### Records for this exercise
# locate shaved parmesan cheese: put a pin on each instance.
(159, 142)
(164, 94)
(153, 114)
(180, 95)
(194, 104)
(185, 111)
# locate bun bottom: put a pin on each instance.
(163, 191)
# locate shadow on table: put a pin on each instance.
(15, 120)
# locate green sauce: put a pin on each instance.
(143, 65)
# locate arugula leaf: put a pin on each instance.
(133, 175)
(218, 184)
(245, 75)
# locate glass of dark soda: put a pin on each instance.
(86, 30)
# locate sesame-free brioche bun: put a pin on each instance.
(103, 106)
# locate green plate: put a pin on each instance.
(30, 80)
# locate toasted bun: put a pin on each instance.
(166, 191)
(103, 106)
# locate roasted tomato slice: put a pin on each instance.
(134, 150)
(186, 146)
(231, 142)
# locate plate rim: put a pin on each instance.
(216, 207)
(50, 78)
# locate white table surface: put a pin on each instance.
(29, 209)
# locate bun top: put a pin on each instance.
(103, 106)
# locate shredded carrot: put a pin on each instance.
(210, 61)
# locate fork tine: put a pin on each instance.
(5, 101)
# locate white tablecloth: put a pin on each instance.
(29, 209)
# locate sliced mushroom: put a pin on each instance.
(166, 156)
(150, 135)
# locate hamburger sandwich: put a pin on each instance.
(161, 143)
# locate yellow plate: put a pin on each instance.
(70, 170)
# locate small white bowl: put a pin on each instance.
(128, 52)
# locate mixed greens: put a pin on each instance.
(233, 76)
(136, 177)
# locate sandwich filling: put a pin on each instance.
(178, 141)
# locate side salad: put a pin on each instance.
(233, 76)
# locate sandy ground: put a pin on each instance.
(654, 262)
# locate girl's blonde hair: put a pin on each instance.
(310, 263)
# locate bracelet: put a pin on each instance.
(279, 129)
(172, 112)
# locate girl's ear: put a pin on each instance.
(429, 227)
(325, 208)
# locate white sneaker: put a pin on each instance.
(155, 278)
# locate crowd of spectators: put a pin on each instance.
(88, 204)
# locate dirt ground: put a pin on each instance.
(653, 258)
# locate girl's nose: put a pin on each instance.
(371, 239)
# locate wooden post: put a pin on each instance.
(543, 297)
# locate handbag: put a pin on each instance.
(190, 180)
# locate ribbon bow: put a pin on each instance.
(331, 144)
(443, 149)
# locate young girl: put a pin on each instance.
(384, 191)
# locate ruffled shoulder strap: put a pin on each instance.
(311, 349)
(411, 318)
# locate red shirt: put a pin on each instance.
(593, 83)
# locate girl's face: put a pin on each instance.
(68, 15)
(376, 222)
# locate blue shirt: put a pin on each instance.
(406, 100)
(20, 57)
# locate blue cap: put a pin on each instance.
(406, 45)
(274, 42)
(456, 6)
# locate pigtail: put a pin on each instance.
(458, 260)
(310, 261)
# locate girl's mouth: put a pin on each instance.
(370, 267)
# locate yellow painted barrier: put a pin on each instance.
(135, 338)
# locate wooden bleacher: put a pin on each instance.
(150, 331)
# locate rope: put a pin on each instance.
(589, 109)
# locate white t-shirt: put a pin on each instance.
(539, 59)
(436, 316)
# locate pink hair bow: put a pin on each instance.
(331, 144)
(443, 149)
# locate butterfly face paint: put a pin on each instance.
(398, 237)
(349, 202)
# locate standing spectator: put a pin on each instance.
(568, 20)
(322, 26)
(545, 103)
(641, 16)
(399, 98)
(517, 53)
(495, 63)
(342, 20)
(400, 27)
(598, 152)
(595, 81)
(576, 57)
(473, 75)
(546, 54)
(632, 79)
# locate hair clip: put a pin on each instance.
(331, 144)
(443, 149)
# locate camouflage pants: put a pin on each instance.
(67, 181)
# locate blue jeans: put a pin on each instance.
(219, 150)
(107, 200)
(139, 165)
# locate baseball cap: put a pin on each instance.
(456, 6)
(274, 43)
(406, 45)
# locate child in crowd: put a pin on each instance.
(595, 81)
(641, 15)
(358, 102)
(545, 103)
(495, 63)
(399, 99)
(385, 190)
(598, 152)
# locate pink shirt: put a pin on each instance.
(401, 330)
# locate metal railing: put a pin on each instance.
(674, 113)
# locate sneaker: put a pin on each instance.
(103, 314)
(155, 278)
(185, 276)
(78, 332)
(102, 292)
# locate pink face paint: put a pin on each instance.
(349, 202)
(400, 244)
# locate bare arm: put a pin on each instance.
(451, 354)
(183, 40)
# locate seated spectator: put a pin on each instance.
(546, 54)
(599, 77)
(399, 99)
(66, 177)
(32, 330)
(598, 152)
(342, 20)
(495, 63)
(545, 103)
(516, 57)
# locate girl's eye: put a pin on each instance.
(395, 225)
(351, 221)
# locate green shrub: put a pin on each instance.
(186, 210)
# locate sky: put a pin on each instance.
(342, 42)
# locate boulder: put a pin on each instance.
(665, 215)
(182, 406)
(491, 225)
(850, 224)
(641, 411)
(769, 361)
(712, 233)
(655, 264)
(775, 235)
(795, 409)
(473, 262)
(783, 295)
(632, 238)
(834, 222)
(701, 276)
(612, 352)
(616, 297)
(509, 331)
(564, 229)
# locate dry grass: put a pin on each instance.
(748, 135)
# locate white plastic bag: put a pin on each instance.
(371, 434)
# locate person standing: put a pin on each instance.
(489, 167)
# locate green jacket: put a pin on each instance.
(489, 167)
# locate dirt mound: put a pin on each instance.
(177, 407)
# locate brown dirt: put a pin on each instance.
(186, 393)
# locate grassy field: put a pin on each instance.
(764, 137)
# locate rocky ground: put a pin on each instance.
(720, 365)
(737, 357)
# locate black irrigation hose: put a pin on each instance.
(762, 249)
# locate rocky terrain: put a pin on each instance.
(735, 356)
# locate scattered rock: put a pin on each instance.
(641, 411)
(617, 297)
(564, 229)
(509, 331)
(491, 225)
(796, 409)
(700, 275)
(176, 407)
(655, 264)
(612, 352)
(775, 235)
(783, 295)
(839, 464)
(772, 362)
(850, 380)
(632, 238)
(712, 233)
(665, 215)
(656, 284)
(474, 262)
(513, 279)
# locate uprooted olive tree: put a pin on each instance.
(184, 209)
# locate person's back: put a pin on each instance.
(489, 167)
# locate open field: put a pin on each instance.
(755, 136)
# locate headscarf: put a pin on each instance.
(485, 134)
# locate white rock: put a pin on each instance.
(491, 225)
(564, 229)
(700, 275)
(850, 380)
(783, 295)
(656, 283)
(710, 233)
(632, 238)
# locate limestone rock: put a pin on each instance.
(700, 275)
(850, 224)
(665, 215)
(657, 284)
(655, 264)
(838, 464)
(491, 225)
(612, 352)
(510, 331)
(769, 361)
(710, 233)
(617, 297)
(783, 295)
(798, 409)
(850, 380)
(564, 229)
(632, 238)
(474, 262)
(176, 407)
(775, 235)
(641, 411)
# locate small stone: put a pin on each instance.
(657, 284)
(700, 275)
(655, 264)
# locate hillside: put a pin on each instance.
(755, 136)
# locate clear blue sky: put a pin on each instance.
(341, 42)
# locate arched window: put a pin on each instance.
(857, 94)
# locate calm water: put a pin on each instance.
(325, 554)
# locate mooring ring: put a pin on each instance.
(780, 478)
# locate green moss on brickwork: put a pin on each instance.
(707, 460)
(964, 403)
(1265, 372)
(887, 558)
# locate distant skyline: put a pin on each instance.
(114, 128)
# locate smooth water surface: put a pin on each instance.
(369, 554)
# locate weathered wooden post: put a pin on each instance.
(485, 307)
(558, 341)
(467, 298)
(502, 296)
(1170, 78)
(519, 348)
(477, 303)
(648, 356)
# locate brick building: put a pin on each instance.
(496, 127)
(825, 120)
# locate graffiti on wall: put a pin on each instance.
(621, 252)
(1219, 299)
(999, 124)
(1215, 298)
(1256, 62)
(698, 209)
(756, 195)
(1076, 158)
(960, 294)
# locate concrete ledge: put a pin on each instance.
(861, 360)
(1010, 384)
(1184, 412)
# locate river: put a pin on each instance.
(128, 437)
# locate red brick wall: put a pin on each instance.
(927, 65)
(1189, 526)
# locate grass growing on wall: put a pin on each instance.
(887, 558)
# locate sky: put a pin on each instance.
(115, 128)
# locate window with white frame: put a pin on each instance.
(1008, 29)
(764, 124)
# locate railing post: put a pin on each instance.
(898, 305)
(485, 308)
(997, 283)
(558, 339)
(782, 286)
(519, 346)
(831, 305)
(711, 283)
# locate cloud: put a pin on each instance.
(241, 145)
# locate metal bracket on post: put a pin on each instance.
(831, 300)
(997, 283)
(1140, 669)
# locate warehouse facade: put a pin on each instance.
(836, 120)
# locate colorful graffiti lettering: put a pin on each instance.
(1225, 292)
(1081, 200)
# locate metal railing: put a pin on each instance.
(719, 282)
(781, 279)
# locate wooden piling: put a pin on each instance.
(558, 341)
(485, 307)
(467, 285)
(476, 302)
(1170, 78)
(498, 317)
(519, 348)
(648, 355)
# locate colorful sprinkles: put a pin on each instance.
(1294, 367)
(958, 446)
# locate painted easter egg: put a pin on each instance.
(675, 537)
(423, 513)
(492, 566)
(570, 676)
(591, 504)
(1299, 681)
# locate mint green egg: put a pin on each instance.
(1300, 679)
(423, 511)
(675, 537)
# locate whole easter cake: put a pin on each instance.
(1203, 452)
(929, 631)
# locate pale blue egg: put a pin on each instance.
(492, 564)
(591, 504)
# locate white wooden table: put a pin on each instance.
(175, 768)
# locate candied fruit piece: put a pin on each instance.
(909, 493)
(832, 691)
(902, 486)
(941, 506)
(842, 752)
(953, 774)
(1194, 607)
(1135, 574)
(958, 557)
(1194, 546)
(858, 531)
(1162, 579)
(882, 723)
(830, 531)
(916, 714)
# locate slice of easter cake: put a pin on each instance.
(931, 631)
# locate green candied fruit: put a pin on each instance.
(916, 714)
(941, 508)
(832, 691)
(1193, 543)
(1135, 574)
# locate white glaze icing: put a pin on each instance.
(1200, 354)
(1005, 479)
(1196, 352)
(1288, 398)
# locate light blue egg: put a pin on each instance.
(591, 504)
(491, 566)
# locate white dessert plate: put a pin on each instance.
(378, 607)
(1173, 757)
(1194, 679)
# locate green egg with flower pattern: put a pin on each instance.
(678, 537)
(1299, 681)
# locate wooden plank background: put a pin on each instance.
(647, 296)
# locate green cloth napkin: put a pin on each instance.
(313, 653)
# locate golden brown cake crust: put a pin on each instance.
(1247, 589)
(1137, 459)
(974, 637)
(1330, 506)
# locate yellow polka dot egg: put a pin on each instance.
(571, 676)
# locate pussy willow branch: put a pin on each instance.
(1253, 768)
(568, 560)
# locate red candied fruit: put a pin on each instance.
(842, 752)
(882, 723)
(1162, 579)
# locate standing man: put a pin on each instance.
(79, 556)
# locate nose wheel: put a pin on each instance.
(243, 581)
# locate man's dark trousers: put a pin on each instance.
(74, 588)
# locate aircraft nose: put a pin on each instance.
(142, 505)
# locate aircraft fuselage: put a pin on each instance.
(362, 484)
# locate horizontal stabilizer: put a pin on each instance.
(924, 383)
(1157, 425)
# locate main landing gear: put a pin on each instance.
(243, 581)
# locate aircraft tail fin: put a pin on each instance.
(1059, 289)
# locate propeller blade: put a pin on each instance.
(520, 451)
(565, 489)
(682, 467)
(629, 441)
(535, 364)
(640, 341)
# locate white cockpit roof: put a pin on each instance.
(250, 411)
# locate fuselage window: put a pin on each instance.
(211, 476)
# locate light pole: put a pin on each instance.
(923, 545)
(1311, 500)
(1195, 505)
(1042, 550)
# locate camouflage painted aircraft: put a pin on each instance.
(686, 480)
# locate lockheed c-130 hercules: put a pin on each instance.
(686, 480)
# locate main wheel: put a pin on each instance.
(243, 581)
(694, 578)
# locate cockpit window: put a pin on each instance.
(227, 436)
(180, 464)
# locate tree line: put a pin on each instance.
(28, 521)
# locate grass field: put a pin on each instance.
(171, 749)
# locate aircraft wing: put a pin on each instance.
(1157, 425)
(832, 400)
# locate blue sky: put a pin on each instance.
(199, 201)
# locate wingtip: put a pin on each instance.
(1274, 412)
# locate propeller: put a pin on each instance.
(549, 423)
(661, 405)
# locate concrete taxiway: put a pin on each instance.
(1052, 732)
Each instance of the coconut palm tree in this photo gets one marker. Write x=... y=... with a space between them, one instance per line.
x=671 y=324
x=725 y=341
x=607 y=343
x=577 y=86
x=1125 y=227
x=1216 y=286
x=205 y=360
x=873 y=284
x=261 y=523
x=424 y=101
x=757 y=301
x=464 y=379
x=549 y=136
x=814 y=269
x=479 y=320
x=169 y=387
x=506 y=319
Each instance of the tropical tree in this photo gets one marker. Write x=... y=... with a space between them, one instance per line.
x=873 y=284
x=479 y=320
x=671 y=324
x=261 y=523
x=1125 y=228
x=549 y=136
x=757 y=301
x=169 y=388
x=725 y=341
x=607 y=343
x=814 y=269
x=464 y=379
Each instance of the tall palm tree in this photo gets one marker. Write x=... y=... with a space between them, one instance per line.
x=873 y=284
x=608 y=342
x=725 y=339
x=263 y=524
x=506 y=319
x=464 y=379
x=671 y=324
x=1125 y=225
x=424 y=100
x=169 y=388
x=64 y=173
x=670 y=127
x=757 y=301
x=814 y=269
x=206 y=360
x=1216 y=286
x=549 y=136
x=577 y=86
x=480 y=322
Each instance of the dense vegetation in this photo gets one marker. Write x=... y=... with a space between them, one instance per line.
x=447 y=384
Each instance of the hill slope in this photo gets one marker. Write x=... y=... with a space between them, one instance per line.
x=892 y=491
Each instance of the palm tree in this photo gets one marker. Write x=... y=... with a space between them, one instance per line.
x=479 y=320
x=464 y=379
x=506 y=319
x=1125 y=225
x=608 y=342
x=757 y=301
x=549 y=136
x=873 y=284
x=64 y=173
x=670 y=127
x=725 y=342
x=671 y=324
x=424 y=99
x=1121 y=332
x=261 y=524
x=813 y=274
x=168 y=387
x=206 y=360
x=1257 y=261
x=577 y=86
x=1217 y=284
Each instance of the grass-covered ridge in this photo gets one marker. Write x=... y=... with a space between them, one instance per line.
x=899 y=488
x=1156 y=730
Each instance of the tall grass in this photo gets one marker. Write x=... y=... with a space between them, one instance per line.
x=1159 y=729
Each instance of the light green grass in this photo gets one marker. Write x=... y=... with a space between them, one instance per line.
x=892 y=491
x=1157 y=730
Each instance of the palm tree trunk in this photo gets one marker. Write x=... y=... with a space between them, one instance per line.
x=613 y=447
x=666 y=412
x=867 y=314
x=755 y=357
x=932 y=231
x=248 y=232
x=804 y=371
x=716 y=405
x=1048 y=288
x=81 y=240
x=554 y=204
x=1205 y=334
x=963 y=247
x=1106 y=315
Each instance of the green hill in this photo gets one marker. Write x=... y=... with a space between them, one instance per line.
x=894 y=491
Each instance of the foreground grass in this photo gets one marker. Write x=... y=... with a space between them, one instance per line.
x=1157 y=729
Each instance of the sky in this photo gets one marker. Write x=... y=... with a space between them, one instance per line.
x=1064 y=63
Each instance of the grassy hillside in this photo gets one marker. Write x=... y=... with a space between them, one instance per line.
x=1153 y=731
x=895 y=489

### Work to be completed
In the listing above, find the line with "Each instance of the palm tree in" and set down that line and all after it exactly, through the final line.

### Written response
Each instance of the palm tree in this photo gets one marker. Write x=... y=... with a space between them, one instance per line.
x=479 y=320
x=464 y=379
x=506 y=319
x=1125 y=225
x=608 y=342
x=757 y=301
x=549 y=136
x=873 y=284
x=64 y=173
x=670 y=127
x=725 y=342
x=671 y=324
x=424 y=99
x=1121 y=332
x=261 y=524
x=813 y=274
x=168 y=387
x=206 y=360
x=1257 y=261
x=577 y=86
x=1217 y=284
Each instance of the grass-covered ridge in this photo gets one marker. Write x=... y=... with a space between them, one instance per line.
x=899 y=488
x=1156 y=730
Each instance of the tall grass in this photo gets one marker. Write x=... y=... with a space between them, one instance per line.
x=1159 y=729
Each instance of the light green grass in this photo gets one marker. Write x=... y=... with a space between them, one instance per line.
x=892 y=491
x=1157 y=730
Each instance of the palm tree trunk in this photo gets one marker. Write x=... y=... with a space between them, one instance per line.
x=613 y=447
x=666 y=412
x=867 y=314
x=755 y=357
x=932 y=231
x=248 y=232
x=804 y=371
x=716 y=405
x=1048 y=288
x=81 y=240
x=554 y=204
x=1205 y=334
x=963 y=247
x=1106 y=315
Each instance of the green hill in this photo gets one marker. Write x=... y=... with a space between them, one instance per line.
x=894 y=491
Each instance of the foreground grass in this photo gets one marker. Write x=... y=... with a space between them, one instance per line.
x=1157 y=729
Each instance of the sky in this photo gets one marker. Write x=... y=... with a space between them, one instance per line.
x=1064 y=63
Each instance of the grassy hillside in this photo gets one marker. Write x=... y=... with a space between them, one instance per line.
x=1153 y=731
x=895 y=489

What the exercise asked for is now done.